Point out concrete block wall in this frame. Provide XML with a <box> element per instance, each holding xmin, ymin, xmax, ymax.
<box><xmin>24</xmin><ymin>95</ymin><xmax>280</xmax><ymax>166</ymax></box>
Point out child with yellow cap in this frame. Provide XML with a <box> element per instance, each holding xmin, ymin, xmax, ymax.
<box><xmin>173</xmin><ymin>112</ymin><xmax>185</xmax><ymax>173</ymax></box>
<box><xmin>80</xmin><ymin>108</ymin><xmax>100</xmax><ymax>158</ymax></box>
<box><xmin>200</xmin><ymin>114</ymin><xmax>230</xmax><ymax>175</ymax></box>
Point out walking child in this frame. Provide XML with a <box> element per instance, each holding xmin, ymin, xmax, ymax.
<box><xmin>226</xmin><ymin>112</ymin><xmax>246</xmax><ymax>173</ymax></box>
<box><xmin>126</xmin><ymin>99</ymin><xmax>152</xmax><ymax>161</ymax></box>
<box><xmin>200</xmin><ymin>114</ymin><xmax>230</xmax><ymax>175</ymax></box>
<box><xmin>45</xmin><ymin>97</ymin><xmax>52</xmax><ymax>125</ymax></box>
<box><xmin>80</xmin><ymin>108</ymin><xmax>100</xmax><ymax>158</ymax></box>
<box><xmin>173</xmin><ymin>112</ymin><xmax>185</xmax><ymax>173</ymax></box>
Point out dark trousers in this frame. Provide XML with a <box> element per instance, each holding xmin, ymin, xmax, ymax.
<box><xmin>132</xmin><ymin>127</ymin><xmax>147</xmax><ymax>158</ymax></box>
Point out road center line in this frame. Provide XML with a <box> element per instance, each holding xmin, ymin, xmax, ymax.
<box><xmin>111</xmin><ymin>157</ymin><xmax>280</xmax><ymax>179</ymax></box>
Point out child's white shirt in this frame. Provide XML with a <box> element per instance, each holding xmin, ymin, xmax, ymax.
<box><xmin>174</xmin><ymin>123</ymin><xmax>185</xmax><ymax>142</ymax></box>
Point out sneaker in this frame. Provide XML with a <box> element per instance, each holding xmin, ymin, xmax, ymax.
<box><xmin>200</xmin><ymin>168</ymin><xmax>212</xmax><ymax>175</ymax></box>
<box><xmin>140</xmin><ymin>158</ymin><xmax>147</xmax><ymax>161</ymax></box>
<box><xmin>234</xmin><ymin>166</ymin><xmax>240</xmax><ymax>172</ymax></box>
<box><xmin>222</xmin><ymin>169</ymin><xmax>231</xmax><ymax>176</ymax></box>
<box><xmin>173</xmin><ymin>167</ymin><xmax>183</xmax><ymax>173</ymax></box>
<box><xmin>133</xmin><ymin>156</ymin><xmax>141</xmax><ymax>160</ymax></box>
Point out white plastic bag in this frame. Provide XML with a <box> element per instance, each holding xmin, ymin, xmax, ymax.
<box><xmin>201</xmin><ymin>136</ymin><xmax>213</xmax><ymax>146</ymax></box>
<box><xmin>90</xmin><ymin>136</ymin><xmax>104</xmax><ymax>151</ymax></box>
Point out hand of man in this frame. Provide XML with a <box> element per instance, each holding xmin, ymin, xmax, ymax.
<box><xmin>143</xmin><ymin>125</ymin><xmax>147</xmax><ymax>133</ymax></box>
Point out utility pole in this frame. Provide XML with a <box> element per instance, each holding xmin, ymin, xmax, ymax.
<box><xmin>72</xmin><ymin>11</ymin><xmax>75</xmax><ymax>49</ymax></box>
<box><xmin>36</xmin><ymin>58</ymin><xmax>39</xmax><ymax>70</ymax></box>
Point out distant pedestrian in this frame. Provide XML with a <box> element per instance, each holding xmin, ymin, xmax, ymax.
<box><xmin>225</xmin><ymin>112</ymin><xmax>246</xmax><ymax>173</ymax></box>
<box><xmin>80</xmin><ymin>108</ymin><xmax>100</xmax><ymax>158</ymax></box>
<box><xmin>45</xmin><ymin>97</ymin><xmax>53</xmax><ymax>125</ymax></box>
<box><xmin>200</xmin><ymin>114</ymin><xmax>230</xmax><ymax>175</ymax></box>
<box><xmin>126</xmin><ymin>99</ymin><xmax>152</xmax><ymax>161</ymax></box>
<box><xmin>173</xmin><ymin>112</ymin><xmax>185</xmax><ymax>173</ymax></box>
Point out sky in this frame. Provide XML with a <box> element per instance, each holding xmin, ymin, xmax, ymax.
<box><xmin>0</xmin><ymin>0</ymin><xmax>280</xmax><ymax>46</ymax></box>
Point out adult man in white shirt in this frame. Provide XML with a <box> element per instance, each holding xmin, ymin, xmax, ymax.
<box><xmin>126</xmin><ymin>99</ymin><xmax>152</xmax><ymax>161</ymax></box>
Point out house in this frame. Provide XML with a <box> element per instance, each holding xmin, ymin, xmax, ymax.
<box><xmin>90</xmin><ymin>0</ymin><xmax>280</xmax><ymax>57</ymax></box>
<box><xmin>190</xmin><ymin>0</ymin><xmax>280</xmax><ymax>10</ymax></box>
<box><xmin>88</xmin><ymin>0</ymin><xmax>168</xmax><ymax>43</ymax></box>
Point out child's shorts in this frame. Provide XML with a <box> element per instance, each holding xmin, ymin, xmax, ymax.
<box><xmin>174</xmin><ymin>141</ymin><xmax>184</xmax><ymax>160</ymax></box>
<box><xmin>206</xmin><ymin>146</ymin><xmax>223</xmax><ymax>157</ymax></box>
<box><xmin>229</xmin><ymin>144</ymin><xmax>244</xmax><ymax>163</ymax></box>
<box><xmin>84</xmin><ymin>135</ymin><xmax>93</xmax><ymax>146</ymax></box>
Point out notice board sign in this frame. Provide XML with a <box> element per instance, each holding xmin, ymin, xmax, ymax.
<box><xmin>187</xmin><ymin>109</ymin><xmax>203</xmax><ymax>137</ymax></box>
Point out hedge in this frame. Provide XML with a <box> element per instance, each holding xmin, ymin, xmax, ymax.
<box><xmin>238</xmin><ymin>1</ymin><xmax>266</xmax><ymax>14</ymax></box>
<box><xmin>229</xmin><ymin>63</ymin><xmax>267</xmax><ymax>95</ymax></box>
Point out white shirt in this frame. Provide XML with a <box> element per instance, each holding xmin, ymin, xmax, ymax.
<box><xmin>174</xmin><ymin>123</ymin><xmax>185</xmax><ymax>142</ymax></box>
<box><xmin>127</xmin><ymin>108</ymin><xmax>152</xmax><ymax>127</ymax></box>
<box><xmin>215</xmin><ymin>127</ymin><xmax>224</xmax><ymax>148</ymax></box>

-------

EXERCISE REQUIREMENTS -
Leave out every line before the one containing "Point out adult"; set down that line and all remaining lines of the material exactly.

SOLUTION TO THE PROBLEM -
Point out adult man in white shirt in this frame. Provide XML with a <box> element per instance, each holding xmin, ymin, xmax, ymax.
<box><xmin>126</xmin><ymin>99</ymin><xmax>152</xmax><ymax>161</ymax></box>
Point out house in this frame. Provide XML with a <box> element per instance, each holding xmin, ymin, xmax, ymax.
<box><xmin>90</xmin><ymin>0</ymin><xmax>280</xmax><ymax>57</ymax></box>
<box><xmin>190</xmin><ymin>0</ymin><xmax>280</xmax><ymax>10</ymax></box>
<box><xmin>88</xmin><ymin>0</ymin><xmax>168</xmax><ymax>43</ymax></box>
Point out child's shorts in this frame. Provide XML with a <box> element per instance, each holding xmin, ymin, xmax, ymax.
<box><xmin>174</xmin><ymin>141</ymin><xmax>184</xmax><ymax>160</ymax></box>
<box><xmin>206</xmin><ymin>146</ymin><xmax>223</xmax><ymax>157</ymax></box>
<box><xmin>229</xmin><ymin>144</ymin><xmax>244</xmax><ymax>163</ymax></box>
<box><xmin>84</xmin><ymin>135</ymin><xmax>93</xmax><ymax>146</ymax></box>
Point out notice board sign in this frame. Provide XML with a <box> element per instance, each holding xmin, ymin, xmax, ymax.
<box><xmin>187</xmin><ymin>109</ymin><xmax>203</xmax><ymax>137</ymax></box>
Point out hedge in this frame. Provide XML with a <box> element per instance, each holding xmin, ymin, xmax, ymax.
<box><xmin>238</xmin><ymin>1</ymin><xmax>266</xmax><ymax>14</ymax></box>
<box><xmin>229</xmin><ymin>63</ymin><xmax>267</xmax><ymax>95</ymax></box>
Point out white shirt in this frame. Provide XML with a <box> element per instance, each holding xmin, ymin, xmax, ymax.
<box><xmin>174</xmin><ymin>123</ymin><xmax>185</xmax><ymax>142</ymax></box>
<box><xmin>127</xmin><ymin>108</ymin><xmax>152</xmax><ymax>127</ymax></box>
<box><xmin>215</xmin><ymin>127</ymin><xmax>224</xmax><ymax>148</ymax></box>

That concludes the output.